**Directions:**
In the review of Caroline Fraser's book below, which of the Church's teachers could have modernized the tenets of Christian Science?

**Excerpt:**
● ● ● ●

These are the issues behind the religion, its founder, and the Church, that Caroline Fraser has so scrupulously, relentlessly researched - and is the basis for this spellbinding book.
Fraser's level of scholarship, reasoning, analysis, presentation, and cogent, stylish writing is, in a word, extraordinary.
Her work here, without (naturally) the "cooperation" of the Church, is of an unbelievable breadth, reporting, and super-completeness. Every possible angle is investigated, elaborated upon, and made manifestly clear.
You can almost discern Fraser's incredulous tone in places where the ignorance and shocking indifference directed toward those in need of medical care which results in horrific tragedy; not just dying, but of needless suffering due to withholding of medications. It is difficult to read some of the sheer stupidity of the actions of some of the "followers," and their heinous complacency and indifference to obviously ill and suffering people; your heart breaks for the many children in these pages who didn't have to die.
Then there is the matter of money, and "mishandled" funds. Lawsuits. Infighting in the Church. All of it, appalling.
The Church did in fact have a chance to redeem itself. The most revealing factor in this examination, of great interest, is that one of the Church's teachers, Arthur Corey, had the potential to modernize the extremist, fear-propagating tenets of Christian Science, but - no surprise - he was vilified and stymied by the powers that be running the institution.

● ● ● ●

**Exercise data:**
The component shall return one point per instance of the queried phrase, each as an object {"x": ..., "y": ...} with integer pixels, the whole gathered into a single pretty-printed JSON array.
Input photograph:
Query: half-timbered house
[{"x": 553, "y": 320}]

● ● ● ●

**Output of the exercise:**
Arthur Corey